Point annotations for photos
□ □ □ □

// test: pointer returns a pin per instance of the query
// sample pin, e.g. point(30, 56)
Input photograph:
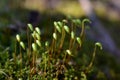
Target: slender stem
point(93, 57)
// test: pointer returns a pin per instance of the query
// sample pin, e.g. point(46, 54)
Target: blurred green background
point(15, 14)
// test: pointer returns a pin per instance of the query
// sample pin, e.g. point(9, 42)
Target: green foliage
point(53, 59)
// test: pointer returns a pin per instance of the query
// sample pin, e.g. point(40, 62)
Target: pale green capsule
point(99, 45)
point(79, 41)
point(72, 35)
point(30, 27)
point(18, 37)
point(22, 45)
point(67, 29)
point(34, 47)
point(38, 43)
point(55, 36)
point(38, 30)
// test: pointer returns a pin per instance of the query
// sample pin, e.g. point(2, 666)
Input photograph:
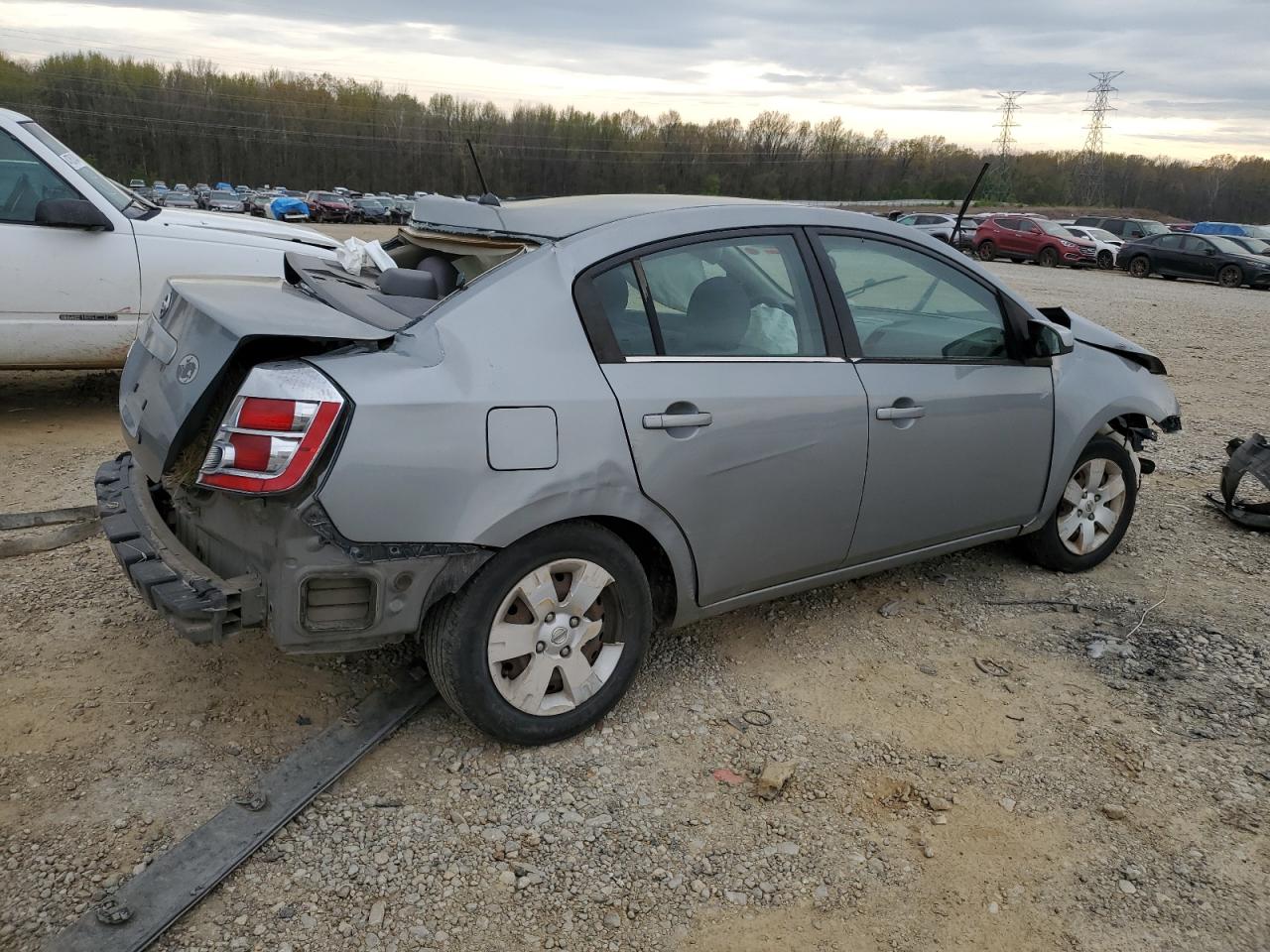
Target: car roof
point(557, 217)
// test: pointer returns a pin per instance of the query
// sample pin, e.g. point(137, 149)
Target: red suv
point(1025, 239)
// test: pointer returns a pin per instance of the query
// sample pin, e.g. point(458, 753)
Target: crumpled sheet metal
point(1248, 457)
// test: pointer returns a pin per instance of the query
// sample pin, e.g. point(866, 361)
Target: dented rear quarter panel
point(414, 461)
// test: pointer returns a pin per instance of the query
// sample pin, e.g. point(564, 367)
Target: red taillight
point(268, 443)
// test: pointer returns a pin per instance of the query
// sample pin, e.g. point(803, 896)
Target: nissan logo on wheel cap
point(187, 370)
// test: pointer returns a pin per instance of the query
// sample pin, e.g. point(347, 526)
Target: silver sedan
point(527, 434)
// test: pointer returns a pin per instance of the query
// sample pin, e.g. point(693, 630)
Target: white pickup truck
point(81, 259)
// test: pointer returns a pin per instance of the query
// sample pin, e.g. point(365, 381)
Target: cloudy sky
point(1194, 84)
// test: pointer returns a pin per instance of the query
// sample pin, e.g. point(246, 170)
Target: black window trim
point(604, 344)
point(1014, 316)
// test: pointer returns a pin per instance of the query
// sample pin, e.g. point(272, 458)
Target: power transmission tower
point(1002, 184)
point(1091, 172)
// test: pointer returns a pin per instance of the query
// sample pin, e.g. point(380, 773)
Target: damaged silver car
point(557, 425)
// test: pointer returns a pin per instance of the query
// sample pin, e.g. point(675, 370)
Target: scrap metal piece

□ □ □ □

GIVEN TASK
Put every line of the records above into a Markdown table with the columns "Row" and "Line," numbering the rows and skipping blank lines. Leave the pictures out.

RESULT OF THE TASK
| Row | Line |
|---|---|
| 1 | // test: pointer returns a pin per instance of the query |
| 2 | // sample pin, e.g. point(30, 56) |
| 3 | Input photograph: |
| 4 | Target: slender stem |
| 5 | point(93, 57) |
| 6 | // test: pointer returns a pin per instance of the query |
| 7 | // sample pin, e.g. point(46, 54) |
| 8 | Target: blurred green background |
| 9 | point(15, 14) |
| 10 | // test: pointer returns a pin per instance of the query |
| 11 | // sample pin, e.g. point(9, 42) |
| 12 | Target: green foliage |
| 13 | point(53, 59) |
| 14 | // test: pointer returns a pin per instance of the query |
| 15 | // sample pin, e.g. point(40, 62) |
| 16 | Target: pale green capsule |
| 17 | point(99, 45) |
| 18 | point(79, 41) |
| 19 | point(72, 35) |
| 20 | point(30, 27) |
| 21 | point(18, 37) |
| 22 | point(22, 45) |
| 23 | point(67, 29) |
| 24 | point(34, 47) |
| 25 | point(38, 43) |
| 26 | point(55, 36) |
| 27 | point(38, 30) |
| 28 | // test: pointer returns a pin per instance of the query |
| 29 | // sample pin, e.g. point(2, 666) |
| 30 | Input photograph: |
| 31 | Target: car roof |
| 32 | point(557, 217) |
| 33 | // test: pointer returns a pin per instance of the query |
| 34 | // sample pin, e.g. point(137, 149) |
| 35 | Target: red suv |
| 36 | point(1025, 239) |
| 37 | // test: pointer returns a pin per instance of the query |
| 38 | // sample pin, e.g. point(458, 753) |
| 39 | Target: crumpled sheet metal |
| 40 | point(1248, 457) |
| 41 | // test: pointer returns a pin per instance of the query |
| 42 | // sample pin, e.g. point(866, 361) |
| 43 | Target: dented rear quarter panel |
| 44 | point(414, 461) |
| 45 | // test: pointer returns a pin per instance of the query |
| 46 | // sample pin, e.g. point(564, 367) |
| 47 | Target: red taillight |
| 48 | point(268, 443) |
| 49 | // test: pointer returns a pin per instance of the query |
| 50 | // sample pin, e.g. point(803, 896) |
| 51 | Target: nissan logo on wheel cap |
| 52 | point(187, 370) |
| 53 | // test: pointer returns a pin per instance of the query |
| 54 | // sample pin, e.g. point(347, 526) |
| 55 | Target: silver sedan |
| 56 | point(527, 434) |
| 57 | // test: pointer returns a pin per instance of the query |
| 58 | // sample pin, e.g. point(693, 630) |
| 59 | Target: white pickup truck |
| 60 | point(81, 259) |
| 61 | // test: pointer returns a pin per instance of the query |
| 62 | // sample pin, e.g. point(365, 381) |
| 63 | Target: cloudy sky |
| 64 | point(1194, 84) |
| 65 | // test: pointer returns a pin per instance of the query |
| 66 | // sample pin, e.g. point(246, 170) |
| 67 | Target: black window trim |
| 68 | point(604, 344) |
| 69 | point(1014, 316) |
| 70 | // test: pointer returns a pin per instance of the query |
| 71 | // sample pin, e.g. point(272, 458) |
| 72 | Target: power transmission tower |
| 73 | point(1002, 184) |
| 74 | point(1091, 172) |
| 75 | // test: pointer returns a pin per instance of the query |
| 76 | // sample pin, e.g. point(380, 773) |
| 77 | Target: damaged silver car |
| 78 | point(557, 425) |
| 79 | // test: pointer returns a pin per instance of the query |
| 80 | // sample pin, e.g. point(675, 370) |
| 81 | Target: scrap metal piece |